━━━ Given records ━━━

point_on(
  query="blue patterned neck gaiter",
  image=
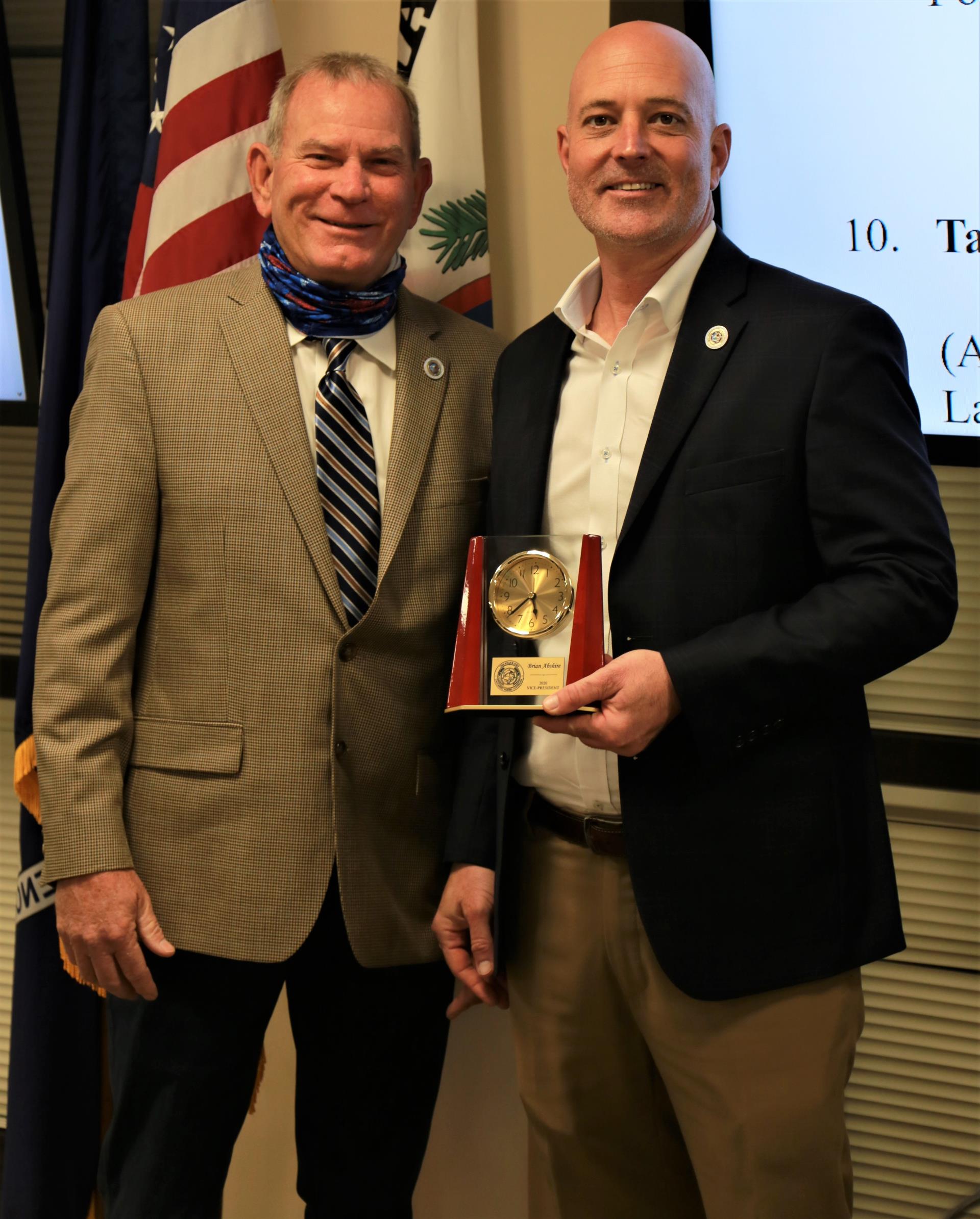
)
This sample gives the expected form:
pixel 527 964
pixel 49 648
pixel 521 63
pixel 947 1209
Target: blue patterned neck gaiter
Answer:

━━━

** Directions for this task **
All the records need to be retyped word for word, except for the pictures.

** Written answer **
point_on(
  query="blue patterned neck gaiter",
  image=
)
This sample gives the expected form:
pixel 527 964
pixel 49 648
pixel 521 63
pixel 947 1209
Target: blue patterned neck gaiter
Answer:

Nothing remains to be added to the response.